What you will do: Word for word, transcribe all the entries shown below.

(Excerpts from a dataset)
· · · ·
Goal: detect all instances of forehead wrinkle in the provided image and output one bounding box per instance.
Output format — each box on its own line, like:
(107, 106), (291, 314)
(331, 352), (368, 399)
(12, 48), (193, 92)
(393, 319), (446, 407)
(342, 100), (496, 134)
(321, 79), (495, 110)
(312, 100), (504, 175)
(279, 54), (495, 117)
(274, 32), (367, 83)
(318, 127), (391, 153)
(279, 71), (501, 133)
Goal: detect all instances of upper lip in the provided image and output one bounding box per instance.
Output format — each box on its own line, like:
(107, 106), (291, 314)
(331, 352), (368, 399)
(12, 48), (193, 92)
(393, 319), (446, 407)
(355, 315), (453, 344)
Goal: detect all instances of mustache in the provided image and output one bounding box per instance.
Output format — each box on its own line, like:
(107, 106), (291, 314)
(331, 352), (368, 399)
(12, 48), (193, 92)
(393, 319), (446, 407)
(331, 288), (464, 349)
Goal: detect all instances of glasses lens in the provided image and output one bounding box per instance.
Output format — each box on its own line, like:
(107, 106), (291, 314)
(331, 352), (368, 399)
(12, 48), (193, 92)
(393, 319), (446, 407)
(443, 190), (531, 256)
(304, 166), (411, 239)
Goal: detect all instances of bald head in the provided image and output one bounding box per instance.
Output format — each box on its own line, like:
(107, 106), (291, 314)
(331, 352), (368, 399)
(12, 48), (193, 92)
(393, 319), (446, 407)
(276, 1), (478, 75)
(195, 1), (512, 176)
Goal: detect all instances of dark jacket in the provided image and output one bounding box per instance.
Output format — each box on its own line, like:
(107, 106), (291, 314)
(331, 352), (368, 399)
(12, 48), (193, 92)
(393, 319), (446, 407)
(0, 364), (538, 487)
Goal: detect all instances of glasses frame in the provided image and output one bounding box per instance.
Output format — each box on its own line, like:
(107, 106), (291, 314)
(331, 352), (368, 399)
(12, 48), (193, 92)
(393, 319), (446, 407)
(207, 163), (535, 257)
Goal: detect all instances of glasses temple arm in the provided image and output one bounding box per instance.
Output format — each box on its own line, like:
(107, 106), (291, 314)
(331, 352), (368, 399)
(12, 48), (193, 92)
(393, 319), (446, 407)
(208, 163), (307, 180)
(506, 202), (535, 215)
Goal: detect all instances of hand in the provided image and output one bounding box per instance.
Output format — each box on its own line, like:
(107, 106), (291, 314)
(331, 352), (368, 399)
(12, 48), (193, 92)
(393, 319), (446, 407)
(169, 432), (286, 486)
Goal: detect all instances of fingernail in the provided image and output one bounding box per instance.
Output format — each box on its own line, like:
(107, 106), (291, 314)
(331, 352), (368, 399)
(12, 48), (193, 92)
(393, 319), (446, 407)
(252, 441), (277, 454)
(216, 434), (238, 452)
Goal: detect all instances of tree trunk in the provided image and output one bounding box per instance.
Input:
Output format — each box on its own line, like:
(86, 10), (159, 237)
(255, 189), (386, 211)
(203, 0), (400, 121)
· · · ·
Result:
Goal: detect all instances of forehead wrinkle in the provided image and output one bounding box per instance.
Output format — each box on its own line, like:
(107, 106), (291, 314)
(331, 352), (368, 399)
(12, 48), (193, 92)
(393, 319), (446, 407)
(342, 100), (496, 134)
(321, 79), (495, 110)
(312, 100), (504, 175)
(279, 54), (495, 117)
(274, 32), (367, 83)
(318, 127), (391, 153)
(279, 71), (501, 133)
Goal: detect all instances of upper lip in the provided image and output one bounding box per instance.
Output format — each box on its own line, like:
(107, 106), (291, 314)
(331, 352), (368, 399)
(12, 48), (193, 92)
(393, 319), (446, 407)
(355, 315), (453, 344)
Goal: detect all instances of mustache in the provided image and output one bounding box per instance.
Output format — each box on its own line, like:
(107, 106), (291, 314)
(331, 352), (368, 399)
(12, 48), (193, 92)
(393, 319), (446, 407)
(331, 288), (464, 349)
Goal: detect all instances of glasses lens in the provided image and output one bounding box per instance.
Output format — each box on its own line, like:
(107, 106), (291, 314)
(331, 352), (368, 399)
(12, 48), (193, 92)
(393, 319), (446, 407)
(443, 190), (531, 256)
(304, 166), (411, 239)
Goal: detect all instances of bald head in the provided image and output one bounding box per instance.
Output format — each box on its own line, like:
(107, 106), (291, 314)
(331, 352), (368, 399)
(12, 48), (193, 92)
(393, 319), (446, 407)
(276, 1), (478, 75)
(195, 1), (512, 176)
Goal: detect all instances of dark jacket in the provided image and output one bounding box per instance.
Output format — each box on its own line, like:
(107, 106), (291, 314)
(331, 352), (368, 399)
(12, 48), (193, 92)
(393, 319), (446, 407)
(0, 364), (538, 487)
Goal: detect all instances of glasses frame in the provided image and output one bounding box per instance.
Output format — each box on its own line, like:
(107, 106), (291, 314)
(331, 352), (368, 399)
(12, 48), (193, 92)
(393, 319), (446, 407)
(207, 163), (535, 257)
Goal: detect all instances of glasses temple arm in the provided image and output one bounding box per instance.
Output format — each box on its own line, like:
(107, 106), (291, 314)
(331, 352), (368, 399)
(12, 48), (193, 92)
(393, 319), (446, 407)
(208, 163), (307, 180)
(506, 202), (535, 215)
Goal: detect all instances of hand in the provided image and output one bounding box per instance.
Output format — each box on its own line, like:
(107, 106), (291, 314)
(331, 352), (368, 399)
(12, 48), (193, 92)
(393, 319), (446, 407)
(169, 432), (286, 486)
Goal: detect all instances of fingernail in the provided image and output one bounding box per instance.
Output format — each box on its own line, like:
(107, 106), (291, 314)
(331, 352), (368, 399)
(12, 48), (193, 92)
(393, 319), (446, 407)
(252, 441), (277, 454)
(216, 434), (238, 452)
Goal: detect all instances of tree trunk in the provided image and output one bounding box per instance.
Input:
Output format — each box on its own line, like:
(86, 10), (159, 237)
(255, 189), (386, 211)
(203, 0), (400, 121)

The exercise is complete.